→ GOAL
From the line containing "Query: monkey's ear" down to the last line of the records below, copy every line exactly. Leave out everything before it.
· · ·
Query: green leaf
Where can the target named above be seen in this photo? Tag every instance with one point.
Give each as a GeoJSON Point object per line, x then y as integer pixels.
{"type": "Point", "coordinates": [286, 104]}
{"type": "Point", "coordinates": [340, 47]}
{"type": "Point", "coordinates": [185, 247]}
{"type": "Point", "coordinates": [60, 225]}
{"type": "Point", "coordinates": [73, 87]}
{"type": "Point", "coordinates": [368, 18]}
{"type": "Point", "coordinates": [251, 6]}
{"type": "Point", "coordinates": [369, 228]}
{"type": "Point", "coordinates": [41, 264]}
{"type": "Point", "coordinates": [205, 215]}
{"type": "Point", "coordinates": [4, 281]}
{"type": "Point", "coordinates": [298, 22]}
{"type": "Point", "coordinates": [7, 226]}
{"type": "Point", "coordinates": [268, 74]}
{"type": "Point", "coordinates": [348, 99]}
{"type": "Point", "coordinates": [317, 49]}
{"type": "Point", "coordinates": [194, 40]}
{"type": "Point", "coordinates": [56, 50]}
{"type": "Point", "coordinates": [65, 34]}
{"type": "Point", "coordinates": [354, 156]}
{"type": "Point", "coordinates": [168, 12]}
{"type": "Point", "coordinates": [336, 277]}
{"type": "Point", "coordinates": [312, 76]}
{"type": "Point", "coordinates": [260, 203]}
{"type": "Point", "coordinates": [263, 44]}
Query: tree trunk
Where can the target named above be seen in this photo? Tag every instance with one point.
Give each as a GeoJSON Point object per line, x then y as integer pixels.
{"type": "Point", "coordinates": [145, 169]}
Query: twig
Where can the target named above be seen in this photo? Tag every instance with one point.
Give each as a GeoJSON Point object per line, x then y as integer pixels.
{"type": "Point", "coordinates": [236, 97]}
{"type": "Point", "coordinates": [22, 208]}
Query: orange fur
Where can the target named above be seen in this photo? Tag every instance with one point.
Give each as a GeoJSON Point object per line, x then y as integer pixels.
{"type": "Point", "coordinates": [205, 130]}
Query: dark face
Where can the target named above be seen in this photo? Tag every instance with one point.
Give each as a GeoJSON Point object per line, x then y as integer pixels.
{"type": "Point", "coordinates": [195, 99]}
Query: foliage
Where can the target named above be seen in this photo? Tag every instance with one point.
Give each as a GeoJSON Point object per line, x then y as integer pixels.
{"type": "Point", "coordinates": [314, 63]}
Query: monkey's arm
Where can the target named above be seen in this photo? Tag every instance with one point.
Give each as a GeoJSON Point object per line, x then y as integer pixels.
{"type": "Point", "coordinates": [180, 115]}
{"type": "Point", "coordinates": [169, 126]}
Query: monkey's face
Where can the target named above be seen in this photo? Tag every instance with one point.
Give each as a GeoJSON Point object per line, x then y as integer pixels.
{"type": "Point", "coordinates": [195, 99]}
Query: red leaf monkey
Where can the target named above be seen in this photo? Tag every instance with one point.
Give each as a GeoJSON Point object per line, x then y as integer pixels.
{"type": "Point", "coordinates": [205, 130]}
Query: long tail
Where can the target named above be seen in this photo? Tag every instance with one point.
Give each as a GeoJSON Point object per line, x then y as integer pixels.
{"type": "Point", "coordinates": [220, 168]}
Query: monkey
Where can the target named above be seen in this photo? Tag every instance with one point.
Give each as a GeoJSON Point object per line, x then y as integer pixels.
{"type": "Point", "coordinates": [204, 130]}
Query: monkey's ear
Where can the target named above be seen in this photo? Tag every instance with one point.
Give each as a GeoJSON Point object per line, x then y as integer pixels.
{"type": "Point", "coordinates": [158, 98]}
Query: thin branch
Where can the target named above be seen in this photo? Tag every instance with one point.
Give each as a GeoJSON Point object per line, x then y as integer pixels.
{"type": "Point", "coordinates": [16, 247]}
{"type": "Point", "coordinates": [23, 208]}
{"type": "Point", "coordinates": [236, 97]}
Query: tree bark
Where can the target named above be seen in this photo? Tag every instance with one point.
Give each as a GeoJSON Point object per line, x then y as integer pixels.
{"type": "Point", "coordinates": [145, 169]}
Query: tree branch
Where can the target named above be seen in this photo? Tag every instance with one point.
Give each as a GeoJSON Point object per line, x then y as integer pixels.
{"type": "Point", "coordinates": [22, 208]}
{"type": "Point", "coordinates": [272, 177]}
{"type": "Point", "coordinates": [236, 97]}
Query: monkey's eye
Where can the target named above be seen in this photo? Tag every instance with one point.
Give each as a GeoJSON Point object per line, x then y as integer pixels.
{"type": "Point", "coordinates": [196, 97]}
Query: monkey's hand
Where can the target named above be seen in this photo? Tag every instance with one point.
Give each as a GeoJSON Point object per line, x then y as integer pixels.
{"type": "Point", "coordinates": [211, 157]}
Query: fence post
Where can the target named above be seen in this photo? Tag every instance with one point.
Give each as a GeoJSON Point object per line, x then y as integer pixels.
· · ·
→ TASK RESULT
Query: monkey's ear
Where can the target named above be seen in this photo? Tag every instance with one point.
Give each as a GeoJSON Point object per line, x then y as integer pixels.
{"type": "Point", "coordinates": [158, 98]}
Query: thin branch
Where can the target named above be seen in this photo? Tag every instance with one point.
Give each as a GeoJSON Point object per line, x then y as integer pixels.
{"type": "Point", "coordinates": [16, 247]}
{"type": "Point", "coordinates": [23, 208]}
{"type": "Point", "coordinates": [236, 97]}
Query: tree bark
Where can the target named above be seen in this photo? Tag every instance with one point.
Give each as a GeoJSON Point object per line, x then y as integer pixels.
{"type": "Point", "coordinates": [145, 169]}
Query: tree branch
Where can the target named above be seen in this photo? Tag every instance with one point.
Give each as a GeoJSON Point object per line, x then y as integer pixels.
{"type": "Point", "coordinates": [22, 208]}
{"type": "Point", "coordinates": [272, 177]}
{"type": "Point", "coordinates": [236, 97]}
Query: monkey's eye
Where can the target named above be seen in this photo? Tag every instance with one point.
Give each as a GeoJSON Point object per line, x then y as integer pixels.
{"type": "Point", "coordinates": [196, 97]}
Query: monkey's hand
Where can the target named above be seen in this photo? Tag every instance with one point.
Give each as a GeoJSON Point object per line, x then y as integer pixels.
{"type": "Point", "coordinates": [211, 157]}
Query: fence post
Where can the target named above be seen in this photo? Tag every instance with one point.
Give each as a GeoJSON Point object per line, x then y as integer pixels.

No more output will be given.